[[ Document excerpt, beginning ]]

55 There have been two recent developments which have rendered the court more ready to entertain a submission that pursuit of a libel action is an abuse of process. The first is the introduction of the new Civil Procedure Rules. Pursuit of the overriding objective requires an approach by the court to litigation that is both more flexible and more proactive. The second is the coming into effect of the Human Rights Act 1998. Section 6 requires the court, as a public authority, to administer the law in a manner which is compatible with Convention rights, in so far as it is possible to do so. Keeping a proper balance between the article 10 right of freedom of expression and the protection of individual reputation must, so it seems to us, require the court to bring to a stop as an abuse of process defamation proceedings that are not serving the legitimate purpose of protecting the claimant's reputation, which includes compensating the claimant only if that reputation has been unlawfully damaged.

56 We do not believe that Duke of Brunswick v Harmer 14 QB 185 could today have survived an application to strike out for abuse of process. The Duke himself procured the republication to his agent of an article published many years before for the sole purpose of bringing legal proceedings that would not be met by a plea of limitation. If his agent read the article he is unlikely to have thought the Duke much, if any, the worse for it and, to the extent that he did, the Duke brought this on his own head. He acquired a technical cause of action but we would today condemn the entire exercise as an abuse of process....

[[ Document excerpt, end ]]

- _Directions_:
**1.** Reproduce the passage on abuse of process in libel actions word for word, between "56 We do not" and "abuse of process....", inclusive.
**2.** Continue the passage on abuse of process in libel actions from the point where it stops.

[[ Material shown, beginning ]]

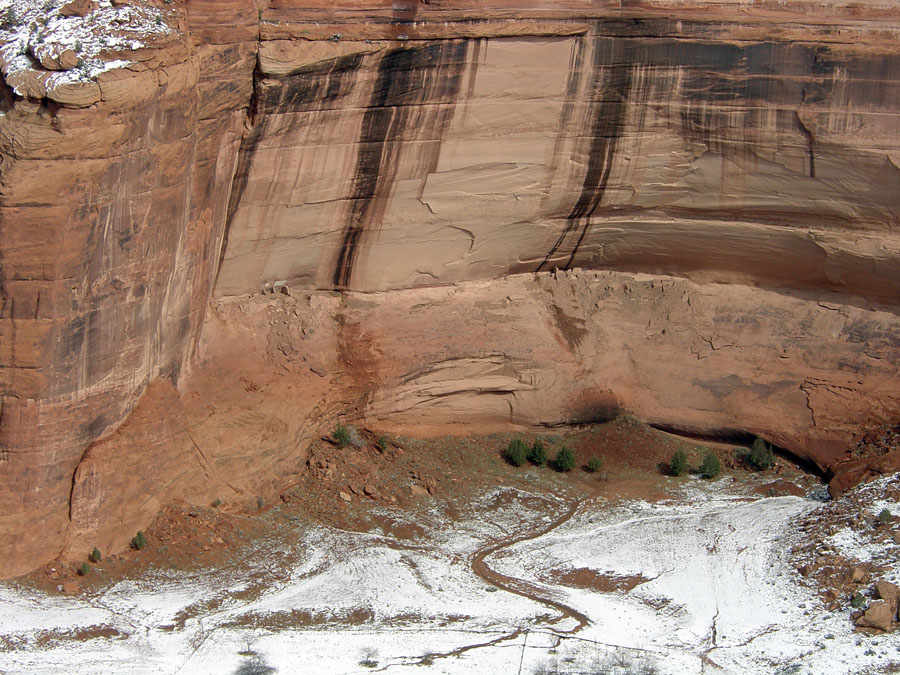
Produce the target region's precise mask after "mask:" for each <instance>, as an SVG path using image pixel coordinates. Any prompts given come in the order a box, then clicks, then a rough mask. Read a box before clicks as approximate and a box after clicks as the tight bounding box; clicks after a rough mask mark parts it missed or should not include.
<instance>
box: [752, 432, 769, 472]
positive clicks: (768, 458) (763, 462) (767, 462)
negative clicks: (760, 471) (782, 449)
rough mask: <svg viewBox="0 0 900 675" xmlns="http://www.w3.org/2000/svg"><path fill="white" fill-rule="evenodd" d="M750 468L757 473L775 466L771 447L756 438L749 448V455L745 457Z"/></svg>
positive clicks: (765, 443)
mask: <svg viewBox="0 0 900 675" xmlns="http://www.w3.org/2000/svg"><path fill="white" fill-rule="evenodd" d="M747 461H748V462H750V466H752V467H753V468H754V469H758V470H759V471H765V470H766V469H771V468H772V466H774V464H775V454H774V453H773V452H772V446H771V445H769V444H768V443H766V442H765V441H764V440H763V439H761V438H760V437H759V436H757V437H756V438H755V439H754V441H753V445H751V446H750V454H749V455H748V456H747Z"/></svg>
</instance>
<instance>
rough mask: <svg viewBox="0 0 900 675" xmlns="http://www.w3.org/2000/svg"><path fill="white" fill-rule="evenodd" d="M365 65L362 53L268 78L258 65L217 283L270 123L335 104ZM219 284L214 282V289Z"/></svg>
mask: <svg viewBox="0 0 900 675" xmlns="http://www.w3.org/2000/svg"><path fill="white" fill-rule="evenodd" d="M362 63H363V55H362V54H349V55H347V56H342V57H339V58H336V59H331V60H328V61H325V62H322V63H319V64H315V65H314V66H312V67H309V68H306V69H304V70H303V71H302V72H300V73H297V74H294V75H290V76H286V77H280V78H274V77H267V76H266V75H265V74H264V73H263V72H262V71H261V70H260V69H259V66H258V65H257V69H256V71H255V72H254V74H253V96H252V97H251V100H250V106H249V108H248V110H247V124H248V126H249V130H248V131H247V132H246V133H245V135H244V138H243V139H242V140H241V147H240V149H239V151H238V158H237V167H236V168H235V173H234V179H233V182H232V185H231V194H230V195H229V198H228V205H227V209H226V215H225V228H224V231H223V233H222V244H221V246H220V247H219V259H218V261H217V263H216V281H217V280H218V276H219V272H220V271H221V269H222V263H223V261H224V259H225V252H226V251H227V249H228V233H229V231H230V229H231V224H232V221H233V220H234V215H235V213H236V212H237V210H238V207H239V206H241V202H242V198H243V195H244V191H245V190H246V188H247V183H248V181H249V179H250V175H251V173H252V169H253V162H254V160H255V158H256V151H257V148H258V147H259V144H260V142H261V141H262V140H263V139H264V138H268V136H269V121H270V120H271V119H273V117H274V116H276V115H278V114H279V113H283V112H292V111H299V110H315V109H317V108H327V107H329V106H325V105H323V102H324V103H327V104H331V105H334V104H335V102H336V101H337V100H339V99H340V98H341V97H343V96H344V95H346V94H347V93H349V92H350V89H351V88H352V87H353V83H354V82H355V80H356V73H357V71H358V70H359V69H360V66H361V65H362ZM291 130H292V128H289V129H287V130H282V131H281V133H286V132H289V131H291ZM216 281H214V282H213V286H215V283H216Z"/></svg>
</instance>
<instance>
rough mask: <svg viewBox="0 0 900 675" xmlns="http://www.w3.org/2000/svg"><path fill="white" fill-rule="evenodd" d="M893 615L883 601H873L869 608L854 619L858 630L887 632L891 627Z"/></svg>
mask: <svg viewBox="0 0 900 675" xmlns="http://www.w3.org/2000/svg"><path fill="white" fill-rule="evenodd" d="M893 619H894V613H893V612H892V611H891V608H890V606H889V605H888V603H886V602H885V601H884V600H875V601H874V602H873V603H872V604H871V605H869V608H868V609H867V610H866V611H865V612H863V613H862V614H861V615H860V616H859V617H857V619H856V625H857V626H858V627H859V628H874V629H875V630H882V631H885V632H888V631H890V630H891V627H892V625H893Z"/></svg>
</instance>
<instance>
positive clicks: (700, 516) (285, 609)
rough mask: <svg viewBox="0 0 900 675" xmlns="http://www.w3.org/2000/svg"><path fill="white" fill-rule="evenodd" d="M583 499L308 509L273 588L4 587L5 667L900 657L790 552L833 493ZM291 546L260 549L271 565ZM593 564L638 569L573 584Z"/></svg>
mask: <svg viewBox="0 0 900 675" xmlns="http://www.w3.org/2000/svg"><path fill="white" fill-rule="evenodd" d="M570 506H571V504H570V503H568V502H566V501H564V500H563V499H554V498H548V497H546V496H538V495H530V494H527V493H524V492H521V491H518V490H514V489H512V488H497V489H495V490H493V491H491V492H489V493H487V494H484V495H483V496H482V497H481V498H480V499H479V500H477V501H475V502H473V503H471V504H469V505H468V508H467V509H466V510H465V511H464V512H463V513H462V517H461V518H459V517H458V518H456V519H455V520H454V521H451V520H450V519H449V518H447V517H446V515H445V514H444V511H443V510H442V508H441V506H440V504H439V503H437V502H434V506H433V508H431V510H430V511H428V512H426V513H424V514H423V513H419V514H417V516H416V522H418V523H419V524H421V525H423V526H424V527H425V530H426V535H425V536H424V537H421V538H419V539H415V540H402V541H401V540H396V539H393V538H392V537H390V536H385V535H383V534H382V533H381V532H379V531H377V530H376V531H372V532H369V533H355V532H345V531H341V530H336V529H333V528H328V527H324V526H319V525H301V526H300V527H302V528H305V529H304V530H303V536H302V543H301V545H300V546H299V549H298V550H299V551H300V553H301V555H300V559H301V560H302V561H303V562H302V563H301V564H299V565H298V566H295V567H293V568H291V569H289V570H286V571H285V572H284V574H282V575H280V576H278V577H277V578H279V579H280V580H279V581H278V582H277V583H271V584H267V585H266V586H265V587H262V588H260V587H259V586H258V585H256V586H255V585H254V579H253V575H247V574H246V573H245V574H243V575H242V576H240V577H238V576H236V575H234V574H233V573H225V572H221V571H219V572H216V571H209V572H208V573H204V574H192V575H189V574H186V573H181V574H175V573H173V574H162V573H160V574H158V575H155V576H153V577H152V578H146V579H142V580H139V581H131V582H122V583H119V584H117V585H115V586H113V587H112V588H109V589H108V590H106V591H105V592H101V593H99V594H97V595H94V596H89V597H49V596H45V595H42V594H38V593H36V592H35V591H32V590H27V589H24V588H22V587H20V586H17V585H15V584H6V585H2V586H0V673H8V674H11V673H47V674H52V673H67V674H77V673H104V674H116V673H123V674H124V673H129V674H133V673H170V674H175V673H183V674H188V673H189V674H191V675H202V674H205V673H209V674H216V675H231V674H237V673H244V674H245V675H246V674H249V673H285V674H287V673H291V674H293V673H304V674H307V673H313V674H315V673H322V674H329V675H331V674H340V673H367V672H388V673H422V672H429V673H466V674H467V675H471V674H473V673H475V674H477V673H509V674H515V673H522V674H532V673H549V672H560V673H599V672H605V673H606V672H609V673H625V672H648V673H649V672H656V673H747V674H754V673H766V674H773V673H779V674H781V675H788V674H791V673H796V674H806V673H809V674H810V675H812V674H815V675H822V674H828V673H835V674H843V673H848V674H849V673H863V672H873V673H874V672H894V671H891V670H888V668H889V666H890V665H891V664H892V663H900V639H898V638H897V637H896V636H895V635H887V636H886V635H881V636H868V635H863V634H859V633H855V632H854V631H853V630H852V626H851V623H850V620H849V615H848V613H847V611H837V612H828V611H826V610H825V609H824V608H823V607H822V604H821V603H820V601H819V599H818V597H817V593H816V589H815V588H813V587H808V586H806V585H804V584H805V583H806V582H804V580H803V579H802V578H801V577H800V576H799V575H798V574H797V573H796V572H795V571H794V569H793V567H792V566H791V564H790V561H789V559H788V558H789V554H790V551H791V549H792V547H793V546H794V545H795V544H796V543H797V541H796V539H797V534H796V532H795V530H794V529H793V528H792V523H794V522H795V521H796V520H797V519H798V517H800V516H802V515H804V514H806V513H807V512H809V511H811V510H813V509H821V508H824V507H823V504H822V503H821V502H817V501H813V500H808V499H804V498H801V497H775V498H765V499H755V500H753V499H750V498H748V497H746V496H742V495H740V494H737V492H736V490H734V489H732V488H731V487H730V481H727V480H722V481H719V482H717V483H704V482H701V481H699V480H691V481H689V482H688V483H687V485H686V486H685V488H684V489H683V491H682V494H681V495H680V496H679V498H677V499H673V500H670V501H667V502H661V503H653V504H651V503H646V502H628V503H624V504H622V503H620V504H617V505H615V506H610V505H608V504H604V503H598V502H583V503H581V504H580V505H579V506H578V508H577V510H575V512H574V515H573V516H572V517H571V518H570V519H568V520H565V521H564V522H561V524H559V523H556V522H555V521H558V520H564V519H561V518H560V516H562V515H563V514H565V513H566V512H567V509H569V508H570ZM390 513H391V515H392V517H393V518H394V519H396V518H398V517H399V518H403V517H407V518H412V516H409V515H408V514H403V513H402V512H397V511H391V512H390ZM554 524H556V527H552V529H550V530H549V531H547V532H546V533H544V534H540V535H539V536H536V537H535V538H532V539H528V540H524V541H520V542H519V543H512V544H511V545H509V546H506V547H502V548H499V549H498V550H496V551H494V552H492V553H490V555H487V557H486V558H485V563H486V564H487V566H488V567H489V568H491V569H492V570H493V572H492V573H491V574H494V573H499V574H500V575H504V576H505V577H508V578H509V579H512V580H514V581H513V582H509V581H508V580H507V581H504V579H503V577H499V576H498V577H496V578H495V583H490V582H488V581H485V579H482V578H480V577H479V576H477V575H476V574H475V573H474V572H473V568H472V564H473V560H474V559H475V558H476V553H478V552H479V551H481V552H482V553H484V552H485V550H486V547H487V546H488V545H490V544H496V543H497V542H500V541H503V540H506V541H510V542H511V541H512V540H514V539H515V538H516V537H517V536H523V535H526V534H528V533H531V534H532V535H534V534H535V533H538V532H539V531H541V530H545V529H547V528H551V526H553V525H554ZM849 545H850V543H847V546H849ZM267 550H268V553H267ZM275 552H276V551H275V550H274V549H265V548H264V547H263V548H261V549H260V551H259V555H258V556H257V557H256V561H257V562H255V563H254V564H255V565H257V566H258V569H259V570H260V571H263V570H266V569H267V566H269V567H271V566H273V565H276V564H277V563H275V562H273V561H274V560H276V559H277V558H278V556H276V555H274V553H275ZM896 557H897V556H896V555H894V559H895V560H896ZM578 570H588V571H589V572H590V573H591V574H594V575H595V576H596V577H598V578H604V579H612V580H615V579H622V578H630V579H631V580H632V581H631V583H629V584H625V585H623V586H622V587H619V588H618V590H616V589H615V588H612V589H611V590H610V589H609V588H607V589H606V590H604V591H600V590H591V589H590V588H576V587H574V586H573V585H571V584H570V585H568V586H566V585H563V584H562V583H561V577H565V575H566V573H567V572H574V571H578ZM515 580H520V582H521V583H519V582H516V581H515ZM563 581H564V579H563ZM510 584H512V586H513V587H514V588H518V589H519V590H520V591H521V589H522V588H526V589H531V591H530V593H531V595H533V596H534V597H533V598H528V597H524V596H523V595H520V594H517V593H515V592H510V591H509V590H506V589H505V587H509V586H510ZM523 584H524V585H523ZM541 600H543V601H546V600H552V601H554V602H556V603H557V605H555V606H554V605H551V604H547V602H542V601H541ZM560 607H567V608H571V610H572V612H571V613H570V614H569V616H568V617H567V616H565V614H561V612H560ZM568 611H569V610H567V612H568ZM579 613H581V614H583V615H585V616H586V617H587V618H588V619H589V623H588V624H587V625H585V626H583V627H579V622H578V621H577V619H576V618H572V617H573V615H574V617H577V616H578V614H579ZM617 663H618V664H622V665H621V667H616V665H615V664H617ZM601 664H602V665H603V667H601ZM626 664H630V666H629V667H630V669H627V668H626Z"/></svg>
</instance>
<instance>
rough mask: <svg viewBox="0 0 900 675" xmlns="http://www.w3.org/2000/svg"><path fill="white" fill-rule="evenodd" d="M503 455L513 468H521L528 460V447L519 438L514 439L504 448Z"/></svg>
mask: <svg viewBox="0 0 900 675" xmlns="http://www.w3.org/2000/svg"><path fill="white" fill-rule="evenodd" d="M504 455H505V456H506V461H508V462H509V463H510V464H512V465H513V466H522V465H523V464H524V463H525V462H526V461H527V460H528V445H527V444H526V443H525V441H523V440H522V439H521V438H514V439H513V440H511V441H510V442H509V445H507V446H506V452H505V453H504Z"/></svg>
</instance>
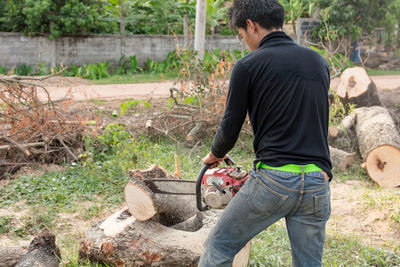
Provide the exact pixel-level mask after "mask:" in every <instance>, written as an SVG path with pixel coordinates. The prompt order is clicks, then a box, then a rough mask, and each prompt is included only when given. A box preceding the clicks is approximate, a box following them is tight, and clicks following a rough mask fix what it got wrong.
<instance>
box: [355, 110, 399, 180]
mask: <svg viewBox="0 0 400 267" xmlns="http://www.w3.org/2000/svg"><path fill="white" fill-rule="evenodd" d="M355 114H356V121H355V125H354V129H355V133H356V137H357V142H358V147H359V150H360V154H361V156H362V158H363V159H364V160H365V167H366V170H367V173H368V175H369V176H370V177H371V179H372V180H374V181H375V182H376V183H378V184H379V185H381V186H382V187H397V186H400V134H399V132H398V131H397V128H396V126H395V124H394V122H393V119H392V117H391V116H390V114H389V112H388V110H387V109H386V108H383V107H379V106H375V107H363V108H359V109H356V110H355Z"/></svg>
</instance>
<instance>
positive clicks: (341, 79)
mask: <svg viewBox="0 0 400 267" xmlns="http://www.w3.org/2000/svg"><path fill="white" fill-rule="evenodd" d="M336 93H337V95H338V96H339V98H340V100H341V101H342V103H343V104H344V105H345V107H347V106H348V104H355V105H356V107H370V106H382V104H381V101H380V99H379V94H378V90H377V89H376V85H375V83H374V82H373V81H372V80H371V79H370V78H369V77H368V74H367V72H366V71H365V69H363V68H361V67H354V68H348V69H346V70H345V71H344V72H343V73H342V75H341V76H340V81H339V85H338V86H337V87H336Z"/></svg>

[[ Material shown, end ]]

- _Outputs in order_:
**1.**
56 We do not believe that Duke of Brunswick v Harmer 14 QB 185 could today have survived an application to strike out for abuse of process. The Duke himself procured the republication to his agent of an article published many years before for the sole purpose of bringing legal proceedings that would not be met by a plea of limitation. If his agent read the article he is unlikely to have thought the Duke much, if any, the worse for it and, to the extent that he did, the Duke brought this on his own head. He acquired a technical cause of action but we would today condemn the entire exercise as an abuse of process....

**2.**
66.

... It is … not legitimate for the claimant to seek to justify the pursuit of these proceedings by praying in aid the effect that they may have in vindicating him in relation to the wider publication....

69 If the claimant succeeds in this action and is awarded a small amount of damages, it can perhaps be said that he will have achieved vindication for the damage done to his reputation in this country, but both the damage and the vindication will be minimal. The cost of the exercise will have been out of all proportion to what has been achieved. The game will not merely not have been worth the candle, it will not have been worth the wick.

70 If we were considering an application to set aside permission to serve these proceedings out of the jurisdiction we would allow that application on the basis that the five publications that had taken place in this jurisdiction did not, individually or collectively, amount to a real and substantial tort. Jurisdiction is no longer in issue, but, subject to the effect of the claim for an injunction that we have yet to consider, we consider for precisely the same reason that it would not be right to permit this action to proceed. It would be an abuse of process to continue to commit the resources of the English court, including substantial judge and possibly jury time, to an action where so little is now seen to be at stake. Normally where a small claim is brought, it will be dealt with by a proportionate small claims procedure. Such a course is not available in an action for defamation where, although the claim is small, the issues are complex and subject to special procedure under the CPR”.

19.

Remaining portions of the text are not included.